## [TEXT PASSAGE]

— Begin —

The cheesiest of the entries may be The Woman in Green (1945), which includes elements of a couple of Doyle stories—"The Final Problem" and "The Adventure of the Empty House"—although not in any order that would make sense to a Holmes reader. Moriarty, who was supposed to be dead, orchestrates a series of murder and blackmail schemes, as well as a couple of attempts on Holmes's life. In the penultimate scene, Holmes is held captive by the villain's female accomplice who has apparently hypnotized the detective into committing suicide.

The second-last Rathbone-Bruce film, Terror by Night (1946), is not particularly terror-filled, though it does take place in that clichι of a mystery-movie locale: a train that runs all night, complete with a carriageful of suspicious-looking passengers. It is credited as being based on a Doyle story, but the only one that comes close to sharing a plotline with it is "The Disappearance of Lady Frances Carfax"—and the only connection is that ladies with similar names, a specially made coffin and jewels play roles in both.

Holmes is assigned to guard the fabled Star of Rhodesia diamond from a clever gang of thieves and murderers he suspects are led by Colonel Sebastian Moran, Professor Moriarty's successor. There's plenty of sneaking into and out of compartments, murders, secret identities, and twists and turns of plot. Bruce nearly steals the film with Watson's particularly bumbling, but endearing, attempts to solve the case on his own. One of the faster moving and entertaining entries in the series.

The series ends with Dressed To Kill (1946), which has very faint echoes of Doyle's story "Scandal in Bohemia". The femme fatale Hilda Courtney is compared to the woman Irene Adler, the hiding place of valuables is uncovered via the artifice of a fake fire, and both Holmes and Watson refer to the earlier case. Oh, yes, and the credibility of the English state relies on Holmes's success in retrieving certain items.

— End —

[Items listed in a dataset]
— Begin —

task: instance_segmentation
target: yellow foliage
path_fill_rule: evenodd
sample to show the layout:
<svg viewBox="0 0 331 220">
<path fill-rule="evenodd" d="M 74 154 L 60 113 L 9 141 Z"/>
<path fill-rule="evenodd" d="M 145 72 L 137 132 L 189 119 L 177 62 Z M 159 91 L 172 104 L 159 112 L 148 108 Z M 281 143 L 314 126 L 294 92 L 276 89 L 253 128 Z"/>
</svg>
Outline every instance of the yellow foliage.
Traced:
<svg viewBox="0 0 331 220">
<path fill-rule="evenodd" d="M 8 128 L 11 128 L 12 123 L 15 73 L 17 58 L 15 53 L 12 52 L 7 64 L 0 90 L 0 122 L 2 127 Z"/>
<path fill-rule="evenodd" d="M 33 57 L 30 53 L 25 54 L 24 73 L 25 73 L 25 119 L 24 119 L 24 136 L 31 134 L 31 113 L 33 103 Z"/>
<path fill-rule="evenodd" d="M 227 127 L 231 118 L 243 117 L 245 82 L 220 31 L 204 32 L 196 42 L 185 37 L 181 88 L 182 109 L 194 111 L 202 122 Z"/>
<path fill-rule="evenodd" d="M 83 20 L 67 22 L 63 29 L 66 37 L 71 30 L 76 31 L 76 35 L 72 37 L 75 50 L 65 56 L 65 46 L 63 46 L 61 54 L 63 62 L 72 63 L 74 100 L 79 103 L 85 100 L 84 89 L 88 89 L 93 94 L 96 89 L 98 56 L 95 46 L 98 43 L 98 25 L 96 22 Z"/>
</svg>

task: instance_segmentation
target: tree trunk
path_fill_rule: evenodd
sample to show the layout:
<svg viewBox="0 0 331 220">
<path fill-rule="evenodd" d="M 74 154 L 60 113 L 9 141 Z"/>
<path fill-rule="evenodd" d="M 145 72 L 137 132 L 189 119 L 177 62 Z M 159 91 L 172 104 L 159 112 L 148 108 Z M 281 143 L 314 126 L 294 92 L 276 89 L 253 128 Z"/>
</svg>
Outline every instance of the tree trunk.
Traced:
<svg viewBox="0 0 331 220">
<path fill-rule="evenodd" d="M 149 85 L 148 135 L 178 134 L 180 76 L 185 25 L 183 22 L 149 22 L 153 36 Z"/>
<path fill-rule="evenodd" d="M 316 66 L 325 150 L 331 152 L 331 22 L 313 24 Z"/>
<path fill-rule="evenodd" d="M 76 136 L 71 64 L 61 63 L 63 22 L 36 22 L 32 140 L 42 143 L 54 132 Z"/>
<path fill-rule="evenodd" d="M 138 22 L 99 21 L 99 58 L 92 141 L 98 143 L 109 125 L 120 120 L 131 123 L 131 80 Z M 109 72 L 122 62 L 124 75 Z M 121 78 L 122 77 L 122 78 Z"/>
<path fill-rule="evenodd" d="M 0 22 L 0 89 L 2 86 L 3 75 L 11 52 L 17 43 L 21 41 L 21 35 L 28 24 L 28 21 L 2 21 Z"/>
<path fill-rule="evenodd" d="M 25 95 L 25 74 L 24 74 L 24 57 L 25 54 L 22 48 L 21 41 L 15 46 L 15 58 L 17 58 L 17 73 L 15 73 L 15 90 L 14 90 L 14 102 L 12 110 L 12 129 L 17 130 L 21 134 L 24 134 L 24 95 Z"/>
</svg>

— End —

## [CHALLENGES]
1/ Answer these questions from the Rathbone-Bruce film passage:
(a) In what year was The Woman in Green released?
(b) Whom does Holmes suspect of leading the gang in Terror by Night?
(c) In Dressed To Kill, what artifice uncovers the hiding place of valuables?
2/ Quote the part of the Rathbone-Bruce film passage that opens with the words containing "The cheesiest of" and closes with "into committing suicide.".

## [TASK SOLUTIONS]
1/
(a) 1945
(b) Colonel Sebastian Moran
(c) A fake fire

2/
The cheesiest of the entries may be The Woman in Green (1945), which includes elements of a couple of Doyle stories—"The Final Problem" and "The Adventure of the Empty House"—although not in any order that would make sense to a Holmes reader. Moriarty, who was supposed to be dead, orchestrates a series of murder and blackmail schemes, as well as a couple of attempts on Holmes's life. In the penultimate scene, Holmes is held captive by the villain's female accomplice who has apparently hypnotized the detective into committing suicide.